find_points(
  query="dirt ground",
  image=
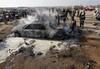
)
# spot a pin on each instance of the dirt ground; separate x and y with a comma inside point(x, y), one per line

-=-=-=-=-

■ DIRECTIONS FOR THIS TASK ■
Reproduce the records above line for line, leaving out the pictures.

■ EXERCISE OUTPUT ■
find_points(
  query="dirt ground",
  image=
)
# spot a pin on each instance of the dirt ground; separate x and y with a comma inside point(x, y), one per line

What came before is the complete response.